§ EXCERPT TO READ

=== Begin Enclosure ===

A PERVERTED deputy headteacher has been told his appeal bid over indecent assault and cruelty offences at an East Lancashire primary school has failed.
Law lords have ruled the convictions of Grahame Brennand, guilty of abusing pupils at Baxenden St John's Primary from 1973 to 1989, cannot be challenged.
Brennand, then 71, was jailed for 16 years, with a three-year extended licence, after Preston Crown Court heard how he terrorised pupils at the village school and molested schoolgirls.
Jurors heard how he rubbed dog dirt in the face of one boy, threw pupils across desks, lifted them off the ground by the scruff of their necks and locked them in cupboards.
And girls as young as seven were sexually abused, in the classroom, during swimming lessons and at a girls-only first-aid club, set up by Brennand.
Jailing him in October 2018, Judge Philip Parry told him: "You have been found to have made a career of being perverted and sadistic, almost in equal measure.”
Brennand's lawyers lodged an appeal against conviction on the grounds of 'cross-admissibility' - covering the relevance of the evidence of one or more complainants and how this relates to the cases of other complainants.
The former teacher was found guilty of 26 offences of indecent assaults involving young girls and three cruelty charges concerning young boys.
Richard English, for Brennand, argued Judge Parry had failed to properly direct the jury on the issue of 'cross-admissibility', ostensibly reversing the burden of proof so his client had to explain why so many complainants had come forward alleging similar conduct.
The Court of Appeal was also told there had been substantial obstacles in lodging the application, caused by prison access conditions during the pandemic, with Mr English claiming a time extension was justified.
But Lord Justice Fulford, sitting with Mr Justice Nicklin and Sir Nigel Davis, dismissed both the time extension and leave to appeal applications.

=== End Enclosure ===

§ EXTRACTED DATA
=== Begin Enclosure ===

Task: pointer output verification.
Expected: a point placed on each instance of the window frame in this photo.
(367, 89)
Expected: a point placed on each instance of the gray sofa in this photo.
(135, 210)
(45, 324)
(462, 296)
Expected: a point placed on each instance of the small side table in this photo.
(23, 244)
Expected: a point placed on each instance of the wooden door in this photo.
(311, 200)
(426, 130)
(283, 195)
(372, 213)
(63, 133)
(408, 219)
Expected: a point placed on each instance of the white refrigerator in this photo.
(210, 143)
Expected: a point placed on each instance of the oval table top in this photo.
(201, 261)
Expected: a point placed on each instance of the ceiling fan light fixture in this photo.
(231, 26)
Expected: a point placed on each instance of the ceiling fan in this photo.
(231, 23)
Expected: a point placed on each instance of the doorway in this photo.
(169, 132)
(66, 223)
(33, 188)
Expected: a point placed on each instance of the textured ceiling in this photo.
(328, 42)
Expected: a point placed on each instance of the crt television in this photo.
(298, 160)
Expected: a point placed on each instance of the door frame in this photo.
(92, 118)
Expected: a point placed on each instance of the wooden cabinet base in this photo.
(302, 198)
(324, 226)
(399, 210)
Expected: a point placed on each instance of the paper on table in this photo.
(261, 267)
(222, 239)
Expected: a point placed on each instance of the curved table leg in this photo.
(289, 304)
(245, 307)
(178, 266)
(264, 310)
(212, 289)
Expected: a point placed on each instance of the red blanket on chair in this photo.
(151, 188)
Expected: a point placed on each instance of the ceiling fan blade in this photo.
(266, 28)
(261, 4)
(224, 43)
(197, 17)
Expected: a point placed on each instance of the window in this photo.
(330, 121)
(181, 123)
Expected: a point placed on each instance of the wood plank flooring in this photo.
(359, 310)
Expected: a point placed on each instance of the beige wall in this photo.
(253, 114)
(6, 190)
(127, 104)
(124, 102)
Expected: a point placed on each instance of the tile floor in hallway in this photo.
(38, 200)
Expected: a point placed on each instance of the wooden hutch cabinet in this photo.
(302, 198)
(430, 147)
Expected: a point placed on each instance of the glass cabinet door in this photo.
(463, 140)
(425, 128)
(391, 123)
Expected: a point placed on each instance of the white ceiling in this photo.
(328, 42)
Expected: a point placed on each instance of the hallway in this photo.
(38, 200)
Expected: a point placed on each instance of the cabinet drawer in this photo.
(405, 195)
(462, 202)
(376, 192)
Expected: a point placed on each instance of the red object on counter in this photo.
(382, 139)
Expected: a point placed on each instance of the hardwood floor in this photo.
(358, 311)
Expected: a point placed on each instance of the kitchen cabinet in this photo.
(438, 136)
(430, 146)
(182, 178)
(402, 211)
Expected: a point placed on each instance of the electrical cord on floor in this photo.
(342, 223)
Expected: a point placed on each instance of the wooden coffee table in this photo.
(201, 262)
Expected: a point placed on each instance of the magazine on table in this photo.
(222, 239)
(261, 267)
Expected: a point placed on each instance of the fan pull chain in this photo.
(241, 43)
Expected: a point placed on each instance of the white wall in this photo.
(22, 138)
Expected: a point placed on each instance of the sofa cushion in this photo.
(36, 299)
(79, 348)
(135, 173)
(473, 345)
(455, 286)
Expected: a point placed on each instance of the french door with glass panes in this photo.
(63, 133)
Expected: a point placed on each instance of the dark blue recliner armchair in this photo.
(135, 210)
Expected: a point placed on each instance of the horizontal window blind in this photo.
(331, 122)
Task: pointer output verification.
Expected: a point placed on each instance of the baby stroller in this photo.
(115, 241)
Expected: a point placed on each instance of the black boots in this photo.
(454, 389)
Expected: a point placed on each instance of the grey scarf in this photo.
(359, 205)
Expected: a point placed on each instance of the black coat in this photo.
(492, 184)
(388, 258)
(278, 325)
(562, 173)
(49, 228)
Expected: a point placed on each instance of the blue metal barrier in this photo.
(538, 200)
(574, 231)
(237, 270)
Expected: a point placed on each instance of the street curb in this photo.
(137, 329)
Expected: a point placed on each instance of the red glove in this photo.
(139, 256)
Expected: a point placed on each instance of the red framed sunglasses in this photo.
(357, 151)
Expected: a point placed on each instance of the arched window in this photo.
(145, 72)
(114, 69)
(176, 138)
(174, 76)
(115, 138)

=== End Enclosure ===

§ EXERCISE
Could you carry on the article about the deputy headteacher's failed appeal, starting right after its last sentence? The items come from a separate source unrelated to the article.

§ EXERCISE RESPONSE
The court was told the trial transcript had been available since June 2021 to Brennand's lawyers and there were no 'exceptional grounds' for extending the appeal time limits.
Their ruling also stated: "Overall, and despite Mr English's thoughtful and helpful submissions, we are not persuaded that the applicant has a real prospect that the judge's directions to the jury on cross-admissibility were such as to render the applicant's convictions unsafe.
"On the contrary, we consider that the judge gave careful and clear directions on this issue specifically and appropriately tailored to the facts of the case."
The law lords added: "The judge properly and firmly directed the jury that this did not alter the burden of proof, which remained on the prosecution, a point to which, as we have noted, he gave further emphasis in his oral directions."
Brennand, who taught in the top junior class at St John’s, is said to have kept the windows and door of his classroom covered in sugar paper to conceal the horrors taking place inside.
Investigating officer Keith Hill, speaking after his convictions, said the former deputy head was "a devious and arrogant man (who) took advantage of his position to abuse many children in his care".